Mutex vs. Semaphores – Part 1: Semaphores

Nytro · August 14, 2012

Mutex vs. Semaphores – Part 1: Semaphores

It never ceases to amaze me how often I see postings in newsgroups, etc. asking the difference between a semaphore and a mutex. Probably what baffles me more is that over 90% of the time the responses given are either incorrect or missing the key differences. The most often quoted response is that of the “The Toilet Example © Copyright 2005, Niclas Winquist” . This summarises the differences as:

A mutex is really a semaphore with value 1

No, no and no again. Unfortunately this kind of talk leads to all sorts of confusion and misunderstanding (not to mention companies like Wind River Systems redefining a mutex as a “Mutual-Exclusion Semaphore” – now where is that wall to bang my head against?).

Source material
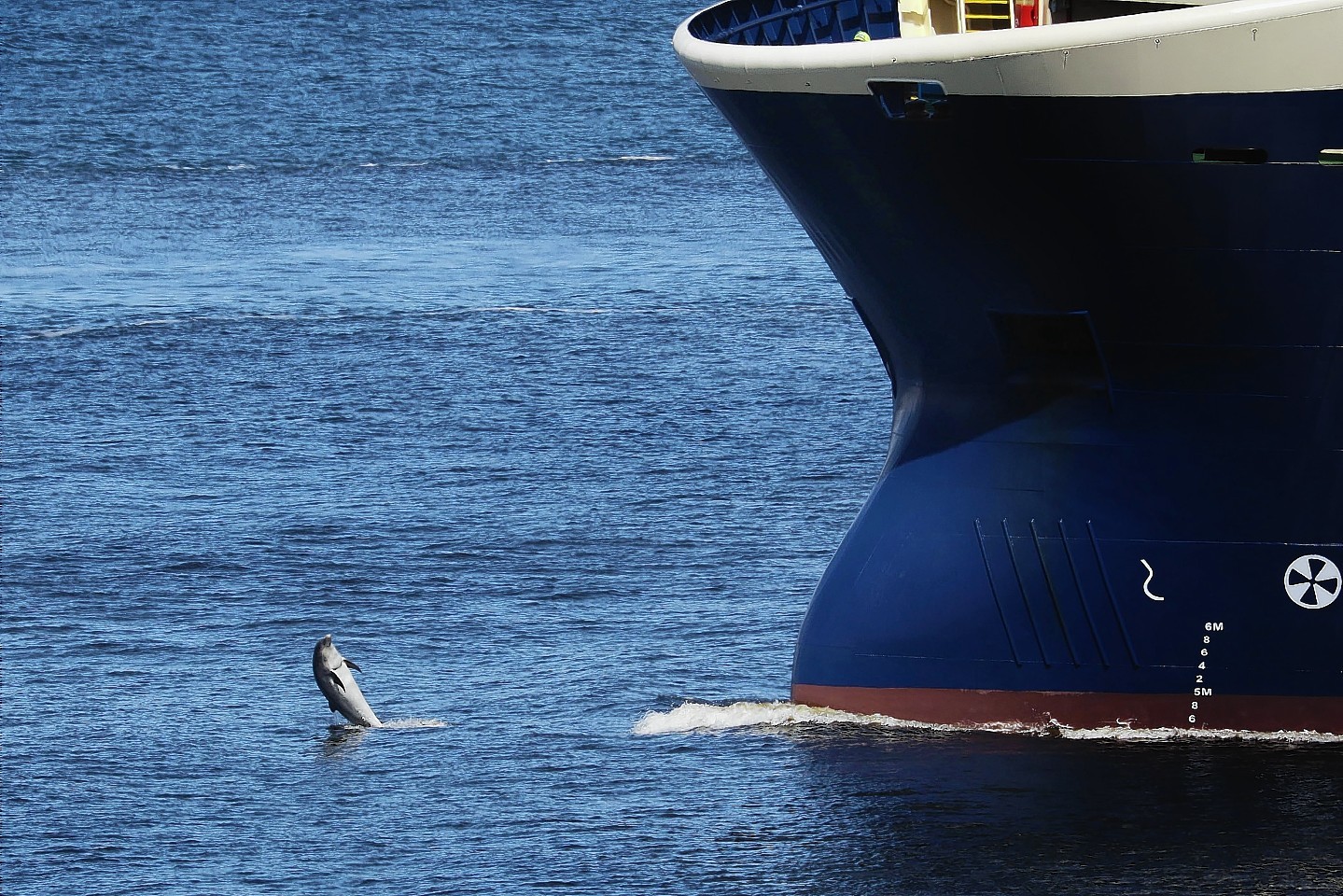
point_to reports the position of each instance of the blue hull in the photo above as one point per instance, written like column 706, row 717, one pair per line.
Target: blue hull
column 1115, row 464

Aim 1
In the mutex post, which company redefines a mutex, and what does it call it?
Aim 2
Write out a passage of the mutex post word for word. Begin at the words "A mutex is really" and stop after "my head against?).".
The material that comes after the mutex post is not needed here.

Solution 1
Wind River Systems, which calls it a "Mutual-Exclusion Semaphore."

Solution 2
A mutex is really a semaphore with value 1

No, no and no again. Unfortunately this kind of talk leads to all sorts of confusion and misunderstanding (not to mention companies like Wind River Systems redefining a mutex as a “Mutual-Exclusion Semaphore” – now where is that wall to bang my head against?).